Stored data entries:
════

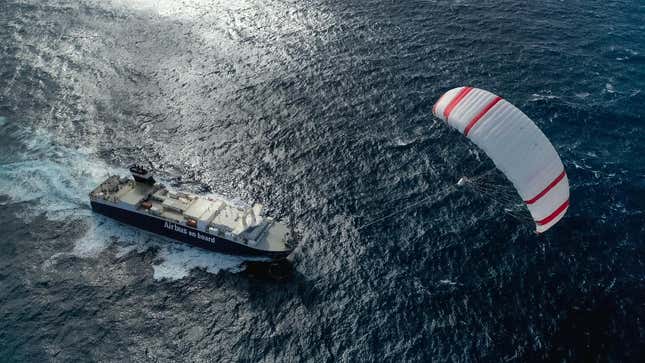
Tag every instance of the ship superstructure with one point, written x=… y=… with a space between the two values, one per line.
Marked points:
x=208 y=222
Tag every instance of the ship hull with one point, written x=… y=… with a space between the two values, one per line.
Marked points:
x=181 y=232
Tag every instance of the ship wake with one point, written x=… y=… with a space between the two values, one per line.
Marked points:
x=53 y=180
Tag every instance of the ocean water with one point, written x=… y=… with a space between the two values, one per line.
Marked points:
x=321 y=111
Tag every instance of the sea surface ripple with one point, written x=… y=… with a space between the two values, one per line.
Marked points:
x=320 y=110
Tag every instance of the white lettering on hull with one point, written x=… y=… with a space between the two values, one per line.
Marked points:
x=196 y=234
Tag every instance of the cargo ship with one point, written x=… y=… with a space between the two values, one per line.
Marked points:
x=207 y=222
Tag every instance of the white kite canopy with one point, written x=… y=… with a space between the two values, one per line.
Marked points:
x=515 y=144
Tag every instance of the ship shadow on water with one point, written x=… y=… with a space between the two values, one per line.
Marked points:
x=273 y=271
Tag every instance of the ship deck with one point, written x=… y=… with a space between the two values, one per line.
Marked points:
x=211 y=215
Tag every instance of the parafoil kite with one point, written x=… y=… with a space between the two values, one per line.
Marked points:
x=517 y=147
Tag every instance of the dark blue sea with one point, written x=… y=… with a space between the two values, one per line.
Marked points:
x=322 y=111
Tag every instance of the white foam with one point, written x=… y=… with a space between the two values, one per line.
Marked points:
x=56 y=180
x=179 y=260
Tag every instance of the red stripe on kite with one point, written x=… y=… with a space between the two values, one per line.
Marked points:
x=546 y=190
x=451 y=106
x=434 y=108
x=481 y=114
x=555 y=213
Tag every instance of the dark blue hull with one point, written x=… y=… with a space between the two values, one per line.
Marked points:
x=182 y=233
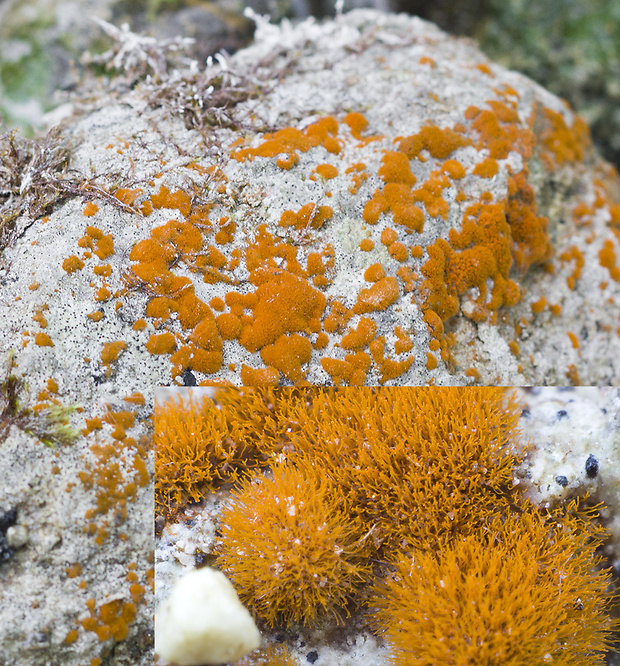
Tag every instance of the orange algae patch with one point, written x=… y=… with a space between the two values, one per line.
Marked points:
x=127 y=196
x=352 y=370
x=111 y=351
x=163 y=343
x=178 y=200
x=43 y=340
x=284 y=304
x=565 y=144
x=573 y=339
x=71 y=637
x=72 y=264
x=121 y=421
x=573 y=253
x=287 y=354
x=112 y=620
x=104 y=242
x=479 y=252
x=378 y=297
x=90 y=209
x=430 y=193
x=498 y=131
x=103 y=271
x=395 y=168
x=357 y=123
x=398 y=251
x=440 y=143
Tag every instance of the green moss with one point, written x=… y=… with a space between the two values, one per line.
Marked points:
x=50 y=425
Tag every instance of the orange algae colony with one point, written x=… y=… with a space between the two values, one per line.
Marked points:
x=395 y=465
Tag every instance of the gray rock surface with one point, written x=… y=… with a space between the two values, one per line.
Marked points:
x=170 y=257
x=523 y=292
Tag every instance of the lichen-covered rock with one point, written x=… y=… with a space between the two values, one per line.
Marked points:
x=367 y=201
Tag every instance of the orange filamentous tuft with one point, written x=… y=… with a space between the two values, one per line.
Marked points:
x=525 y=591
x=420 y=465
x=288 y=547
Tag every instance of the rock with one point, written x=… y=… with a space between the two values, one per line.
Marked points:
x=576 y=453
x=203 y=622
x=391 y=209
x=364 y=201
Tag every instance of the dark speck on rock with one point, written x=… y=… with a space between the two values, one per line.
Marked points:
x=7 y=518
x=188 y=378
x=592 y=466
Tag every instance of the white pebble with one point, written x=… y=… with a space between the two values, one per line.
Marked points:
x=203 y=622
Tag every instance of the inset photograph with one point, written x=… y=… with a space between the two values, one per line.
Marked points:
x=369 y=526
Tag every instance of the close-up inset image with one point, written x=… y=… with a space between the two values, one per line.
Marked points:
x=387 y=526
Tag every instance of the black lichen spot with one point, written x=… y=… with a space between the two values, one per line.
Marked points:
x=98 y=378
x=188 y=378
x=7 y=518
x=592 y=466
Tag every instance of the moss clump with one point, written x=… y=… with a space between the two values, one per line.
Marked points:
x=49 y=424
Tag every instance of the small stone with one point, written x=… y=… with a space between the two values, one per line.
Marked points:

════

WORK INSTRUCTIONS: Give back every record exactly. Omit the pictures.

ANSWER SECTION:
Tag every instance of the ship superstructure with one point, written x=… y=… with a space between the two values, one per line.
Marked points:
x=208 y=222
Tag every instance of the ship hull with one point, written x=… y=… with a space between the two values, one per line.
Marked points:
x=181 y=232
Tag every instance of the ship wake with one point, written x=… y=… with a space between the two values, one per line.
Marked points:
x=53 y=180
Tag every instance of the ocean water with one point, written x=… y=… with a space between the two values, one per line.
Marked points:
x=321 y=111
Tag every instance of the sea surface ripple with one point, written x=… y=… with a space between the two values, one per line.
Marked points:
x=320 y=110
Tag every instance of the white lettering on hull with one point, written x=… y=… with a space between the two values, one per line.
Marked points:
x=196 y=234
Tag every instance of the cargo ship with one point, written x=… y=… with a space between the two values, one per line.
Marked points:
x=207 y=222
Tag every instance of the white kite canopy with one point, written x=… y=… with a space between the two values, one per line.
Marked points:
x=515 y=144
Tag every instance of the ship shadow on water with one point, written x=… y=… with a space between the two values, one per line.
Marked points:
x=273 y=271
Tag every instance of the ship deck with one point, written x=… y=… with a space between the two values, one per line.
Marked points:
x=211 y=215
Tag every instance of the parafoil kite with one point, written x=… y=… with a space between the two values, one per line.
Marked points:
x=517 y=147
Tag every instance of the dark blue sea with one point, written x=… y=… with a space between the two values, one per line.
Marked points:
x=322 y=111
Tag every instance of the white foam with one point, written x=… y=… with a space between the two values, one per line.
Marked points:
x=56 y=180
x=179 y=260
Tag every instance of the red stripe on kite with one point, written x=… y=… with a space between the two values, one per line.
Marked points:
x=546 y=190
x=451 y=106
x=434 y=108
x=481 y=114
x=555 y=213
Tag every instance of the dark blue hull with one point, written x=… y=… with a space between the two values, one per line.
Marked points:
x=182 y=233
Tag every instance of the orange algae patch with one point, written x=… y=… with a space between the two values, one per line.
Marked points:
x=127 y=196
x=352 y=370
x=111 y=351
x=163 y=343
x=178 y=200
x=43 y=340
x=284 y=304
x=565 y=144
x=573 y=339
x=71 y=637
x=72 y=264
x=121 y=421
x=573 y=253
x=287 y=354
x=112 y=620
x=104 y=242
x=479 y=252
x=378 y=297
x=90 y=209
x=430 y=193
x=498 y=131
x=103 y=271
x=395 y=168
x=357 y=123
x=398 y=251
x=440 y=143
Tag every instance of the green moss with one point, written x=… y=… with a space between the two values, one per line.
Marked points:
x=50 y=425
Tag every instance of the orange algae colony with one point, written x=… y=… with a space between the two values, one per line.
Marked points:
x=395 y=465
Tag every instance of the gray rock surface with one point, written x=… y=… with a space between the two values, one per line.
Marked points:
x=170 y=257
x=523 y=292
Tag every instance of the lichen-covered rock with one point, written x=… y=… with a space between the two values, one per line.
Marked points:
x=367 y=201
Tag every instance of the orange filamentous tuft with one point, written x=… y=… with a space between the two values, one per line.
Marked points:
x=525 y=591
x=420 y=465
x=288 y=547
Tag every instance of the rock with one point, written x=… y=… with a space between the two values, one per line.
Marked points:
x=576 y=453
x=203 y=622
x=391 y=209
x=364 y=201
Tag every instance of the dark speck on rock with one point, written x=… y=… with a space between the two values, one per line.
Marked points:
x=7 y=518
x=188 y=378
x=592 y=466
Tag every instance of the white pebble with one point, written x=… y=… with a space between the two values, one per line.
Marked points:
x=203 y=622
Tag every instance of the inset photograph with one point, written x=… y=… with a space between the two values, one per line.
Marked points:
x=369 y=526
Tag every instance of the close-up inset image with one point, written x=… y=… with a space between the two values, one per line.
Marked points:
x=387 y=526
Tag every instance of the black lichen spot with one point, written x=… y=… with a space between the two values, one per line.
Marked points:
x=98 y=378
x=188 y=378
x=7 y=518
x=592 y=466
Tag every instance of the moss clump with one point, written x=… y=… with a space between the two values, one per line.
Marked points:
x=49 y=424
Tag every instance of the small stone with one point, written x=… y=… with a space between the two values, one per line.
Marked points:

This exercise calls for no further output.